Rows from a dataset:
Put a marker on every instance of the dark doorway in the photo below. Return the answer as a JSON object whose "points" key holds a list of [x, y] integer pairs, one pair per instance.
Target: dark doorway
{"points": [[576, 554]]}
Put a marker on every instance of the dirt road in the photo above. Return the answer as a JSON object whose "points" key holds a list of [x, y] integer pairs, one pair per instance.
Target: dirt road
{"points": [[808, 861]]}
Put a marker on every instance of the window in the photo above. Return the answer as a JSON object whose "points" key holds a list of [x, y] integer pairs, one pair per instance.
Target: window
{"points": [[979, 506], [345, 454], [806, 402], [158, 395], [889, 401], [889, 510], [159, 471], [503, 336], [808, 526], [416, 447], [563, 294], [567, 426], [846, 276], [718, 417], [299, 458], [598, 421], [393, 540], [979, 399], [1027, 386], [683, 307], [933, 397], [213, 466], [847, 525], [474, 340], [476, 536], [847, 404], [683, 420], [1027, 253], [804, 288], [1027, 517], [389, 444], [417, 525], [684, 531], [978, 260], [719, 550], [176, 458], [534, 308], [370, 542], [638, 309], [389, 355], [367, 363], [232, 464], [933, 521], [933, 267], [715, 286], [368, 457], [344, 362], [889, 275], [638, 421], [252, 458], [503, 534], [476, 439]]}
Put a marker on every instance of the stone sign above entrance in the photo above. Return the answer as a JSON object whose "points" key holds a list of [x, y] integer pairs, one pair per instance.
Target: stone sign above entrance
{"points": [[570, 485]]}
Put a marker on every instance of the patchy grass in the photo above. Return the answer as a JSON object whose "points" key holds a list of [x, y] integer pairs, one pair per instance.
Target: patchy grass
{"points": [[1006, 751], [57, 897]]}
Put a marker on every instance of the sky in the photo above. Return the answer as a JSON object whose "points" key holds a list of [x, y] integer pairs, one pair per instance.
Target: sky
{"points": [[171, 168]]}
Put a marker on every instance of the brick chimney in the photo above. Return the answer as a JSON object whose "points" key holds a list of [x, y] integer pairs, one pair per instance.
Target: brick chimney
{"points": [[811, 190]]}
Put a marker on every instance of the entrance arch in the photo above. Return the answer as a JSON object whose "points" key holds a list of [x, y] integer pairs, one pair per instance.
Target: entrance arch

§ EXERCISE DETAILS:
Extract all of the data exactly as written.

§ ANSWER TO THE PROBLEM:
Put a marker on every instance of the dark doorway in the photo below. Return the answer as a JSON object whose "points" key holds a list of [x, y] integer pairs, one pair per instance.
Target: dark doorway
{"points": [[576, 554]]}
Put a marker on every instance of the dirt road in the photo above. Return the answer as a JSON object whose "points" key holds a list of [x, y] integer pairs, one pair per instance.
Target: dirt road
{"points": [[808, 861]]}
Put a marker on every instance of the window in the photo above. Return the answer as a JSON object whose "points" key holds a list of [x, y] integer pairs, one pair per instance.
Target: window
{"points": [[979, 506], [345, 454], [806, 402], [158, 395], [889, 401], [889, 510], [159, 471], [503, 336], [808, 526], [416, 447], [563, 294], [567, 426], [846, 276], [718, 417], [299, 458], [598, 421], [393, 540], [979, 399], [1027, 386], [683, 307], [933, 397], [213, 466], [847, 525], [474, 340], [476, 536], [847, 404], [683, 420], [1027, 253], [804, 288], [1027, 517], [389, 444], [417, 525], [684, 531], [978, 260], [719, 550], [176, 458], [534, 308], [370, 542], [638, 309], [389, 355], [367, 363], [232, 464], [933, 521], [933, 267], [715, 286], [368, 457], [344, 362], [889, 275], [638, 421], [252, 458], [503, 534], [476, 439]]}
Put a marker on every instance of the stone sign above entrance in the photo above. Return the answer as a JSON object whose "points" key holds a list of [x, y] integer pairs, one pair per instance.
Target: stone sign above entrance
{"points": [[570, 485]]}
Put a marker on every instance of the patchy grass in the photo above. Return the answer as a JSON object whose "points" key holds a list of [x, y] integer pairs, one pair per instance.
Target: patchy grass
{"points": [[1006, 751], [57, 897]]}
Put a marker on every instance of the sky in the photo above. Return the answer as a JSON object whose "points" key holds a list of [x, y] integer pairs, one pair per instance.
Target: sky
{"points": [[171, 168]]}
Put a marker on every instance of the brick chimney in the photo above. Return the answer as a JSON object whose "points" key holds a list of [x, y] integer pairs, one pair per instance.
Target: brick chimney
{"points": [[811, 190]]}
Put a marker on every instance of the entrance arch in the photo above. Return the answer as a JSON object whose "points" key holds a list of [x, y] integer pairs, one pair per instance.
Target: entrance arch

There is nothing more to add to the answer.